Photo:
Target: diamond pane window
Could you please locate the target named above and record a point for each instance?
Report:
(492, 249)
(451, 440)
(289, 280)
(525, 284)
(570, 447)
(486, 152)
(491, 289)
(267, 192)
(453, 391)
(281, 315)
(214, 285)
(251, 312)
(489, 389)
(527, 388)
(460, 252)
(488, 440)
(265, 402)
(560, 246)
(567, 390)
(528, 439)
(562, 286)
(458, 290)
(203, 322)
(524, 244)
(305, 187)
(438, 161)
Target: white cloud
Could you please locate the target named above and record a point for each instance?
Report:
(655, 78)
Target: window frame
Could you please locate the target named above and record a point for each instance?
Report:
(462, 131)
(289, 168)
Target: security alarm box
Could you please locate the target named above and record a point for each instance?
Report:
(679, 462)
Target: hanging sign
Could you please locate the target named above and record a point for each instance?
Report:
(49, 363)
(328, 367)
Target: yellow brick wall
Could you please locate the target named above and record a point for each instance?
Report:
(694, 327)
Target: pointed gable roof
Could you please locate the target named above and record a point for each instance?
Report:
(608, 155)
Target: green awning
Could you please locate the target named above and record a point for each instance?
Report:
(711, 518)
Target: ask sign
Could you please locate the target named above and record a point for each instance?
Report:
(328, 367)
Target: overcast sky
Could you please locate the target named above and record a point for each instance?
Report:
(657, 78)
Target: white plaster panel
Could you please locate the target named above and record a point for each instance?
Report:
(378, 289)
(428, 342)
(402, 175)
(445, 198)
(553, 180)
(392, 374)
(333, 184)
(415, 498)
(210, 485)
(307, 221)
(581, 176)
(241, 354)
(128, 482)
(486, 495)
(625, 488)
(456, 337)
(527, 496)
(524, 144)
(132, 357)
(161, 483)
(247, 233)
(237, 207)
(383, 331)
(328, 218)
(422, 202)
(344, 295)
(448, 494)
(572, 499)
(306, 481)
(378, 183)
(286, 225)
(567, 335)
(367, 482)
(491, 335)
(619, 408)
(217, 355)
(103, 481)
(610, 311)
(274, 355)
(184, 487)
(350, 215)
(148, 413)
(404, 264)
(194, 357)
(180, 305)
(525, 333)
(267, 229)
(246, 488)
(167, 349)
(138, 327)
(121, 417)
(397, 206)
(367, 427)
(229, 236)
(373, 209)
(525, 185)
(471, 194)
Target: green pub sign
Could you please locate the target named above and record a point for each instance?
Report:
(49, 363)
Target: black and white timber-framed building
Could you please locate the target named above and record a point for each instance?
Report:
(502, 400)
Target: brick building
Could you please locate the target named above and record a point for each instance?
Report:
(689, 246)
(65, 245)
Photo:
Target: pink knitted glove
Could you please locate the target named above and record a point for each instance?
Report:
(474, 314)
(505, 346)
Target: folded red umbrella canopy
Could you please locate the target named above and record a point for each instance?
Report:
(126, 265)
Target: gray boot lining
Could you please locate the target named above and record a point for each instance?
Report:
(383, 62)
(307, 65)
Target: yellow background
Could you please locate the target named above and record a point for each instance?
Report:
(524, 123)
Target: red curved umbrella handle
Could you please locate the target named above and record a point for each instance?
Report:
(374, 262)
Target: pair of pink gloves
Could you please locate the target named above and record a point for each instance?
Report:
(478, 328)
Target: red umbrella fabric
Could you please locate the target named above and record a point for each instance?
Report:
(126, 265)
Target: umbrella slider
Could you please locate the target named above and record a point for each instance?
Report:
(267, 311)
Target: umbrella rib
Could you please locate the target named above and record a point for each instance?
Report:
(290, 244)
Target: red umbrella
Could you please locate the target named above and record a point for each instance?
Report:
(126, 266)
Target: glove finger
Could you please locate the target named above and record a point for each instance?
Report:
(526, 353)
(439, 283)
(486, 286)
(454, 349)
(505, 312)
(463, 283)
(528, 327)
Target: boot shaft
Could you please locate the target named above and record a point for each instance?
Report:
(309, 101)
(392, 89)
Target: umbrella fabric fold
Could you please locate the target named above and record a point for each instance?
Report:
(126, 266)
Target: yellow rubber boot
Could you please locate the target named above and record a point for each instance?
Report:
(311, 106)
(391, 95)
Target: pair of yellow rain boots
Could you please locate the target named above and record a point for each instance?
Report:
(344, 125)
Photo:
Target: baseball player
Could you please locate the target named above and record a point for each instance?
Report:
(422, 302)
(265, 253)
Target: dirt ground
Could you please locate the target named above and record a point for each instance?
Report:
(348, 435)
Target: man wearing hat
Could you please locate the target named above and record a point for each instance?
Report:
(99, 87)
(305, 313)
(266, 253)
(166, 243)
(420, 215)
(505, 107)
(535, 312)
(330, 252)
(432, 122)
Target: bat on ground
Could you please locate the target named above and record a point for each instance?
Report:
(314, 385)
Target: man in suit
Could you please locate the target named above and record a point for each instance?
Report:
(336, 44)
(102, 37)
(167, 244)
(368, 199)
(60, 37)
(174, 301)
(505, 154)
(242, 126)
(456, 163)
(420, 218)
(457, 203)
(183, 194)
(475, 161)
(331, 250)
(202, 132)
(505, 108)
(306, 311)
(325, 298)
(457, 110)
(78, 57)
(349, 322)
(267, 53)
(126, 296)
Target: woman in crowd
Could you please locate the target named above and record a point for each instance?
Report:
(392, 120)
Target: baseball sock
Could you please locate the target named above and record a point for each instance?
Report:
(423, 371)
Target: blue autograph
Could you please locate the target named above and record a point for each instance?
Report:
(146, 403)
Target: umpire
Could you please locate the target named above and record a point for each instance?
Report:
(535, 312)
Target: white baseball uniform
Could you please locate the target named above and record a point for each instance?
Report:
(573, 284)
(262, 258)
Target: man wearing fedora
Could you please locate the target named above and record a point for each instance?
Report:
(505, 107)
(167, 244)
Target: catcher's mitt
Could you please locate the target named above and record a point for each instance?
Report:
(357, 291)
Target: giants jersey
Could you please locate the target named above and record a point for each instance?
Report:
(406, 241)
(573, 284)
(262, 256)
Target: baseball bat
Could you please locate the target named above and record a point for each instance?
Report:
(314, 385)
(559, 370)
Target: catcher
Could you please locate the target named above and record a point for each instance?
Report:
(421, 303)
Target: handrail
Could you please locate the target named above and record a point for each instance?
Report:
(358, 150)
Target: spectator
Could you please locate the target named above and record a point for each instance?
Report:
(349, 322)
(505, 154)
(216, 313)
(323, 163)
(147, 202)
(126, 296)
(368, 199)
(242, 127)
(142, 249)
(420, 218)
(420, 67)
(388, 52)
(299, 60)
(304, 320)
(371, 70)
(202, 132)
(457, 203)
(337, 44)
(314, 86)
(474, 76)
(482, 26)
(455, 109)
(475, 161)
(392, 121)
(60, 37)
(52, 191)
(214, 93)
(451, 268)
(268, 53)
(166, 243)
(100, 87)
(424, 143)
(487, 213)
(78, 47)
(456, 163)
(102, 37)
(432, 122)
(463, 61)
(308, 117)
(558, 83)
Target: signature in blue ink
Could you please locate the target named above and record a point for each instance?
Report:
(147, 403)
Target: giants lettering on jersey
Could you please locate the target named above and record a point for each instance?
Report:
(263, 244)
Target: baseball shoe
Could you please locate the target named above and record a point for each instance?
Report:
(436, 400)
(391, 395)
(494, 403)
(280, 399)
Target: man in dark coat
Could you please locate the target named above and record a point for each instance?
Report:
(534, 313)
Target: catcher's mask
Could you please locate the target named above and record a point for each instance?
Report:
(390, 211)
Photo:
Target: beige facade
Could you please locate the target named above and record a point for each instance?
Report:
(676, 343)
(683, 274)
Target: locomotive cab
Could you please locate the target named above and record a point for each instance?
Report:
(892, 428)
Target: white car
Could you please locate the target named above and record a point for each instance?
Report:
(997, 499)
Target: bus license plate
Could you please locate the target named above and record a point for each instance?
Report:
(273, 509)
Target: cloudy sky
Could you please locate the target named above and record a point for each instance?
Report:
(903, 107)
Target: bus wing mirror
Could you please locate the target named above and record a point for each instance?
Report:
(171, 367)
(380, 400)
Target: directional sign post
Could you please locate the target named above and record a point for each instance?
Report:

*REQUIREMENT*
What do the lines above say from the one containing "Target: red curved umbrella handle" down to the one containing "Target: umbrella fabric fold"? Return them exactly, both end lines included, and only them.

*EXERCISE ANSWER*
Target: red curved umbrella handle
Could you please locate the target named above and record a point for each instance?
Report:
(374, 262)
Target: pair of pink gloves
Could you please locate the target named above and record a point for each instance?
Report:
(478, 328)
Target: red umbrella fabric
Could you please locate the target named above and record a point for each instance?
Report:
(126, 265)
Target: umbrella slider
Could you please locate the target named above and record a point for each instance?
Report:
(267, 311)
Target: umbrella rib
Could you please locate the target named above and record a point for each instance?
Report:
(290, 244)
Target: red umbrella
Could you please locate the target named above and record a point for each instance?
Report:
(126, 266)
Target: glove finger
Could you please locate the target named above and record a point for each instance?
Report:
(526, 353)
(439, 283)
(486, 286)
(454, 349)
(505, 312)
(463, 283)
(528, 327)
Target: boot shaft
Could you please locate the target named above and record a point for each instance?
Report:
(309, 101)
(392, 89)
Target: umbrella fabric fold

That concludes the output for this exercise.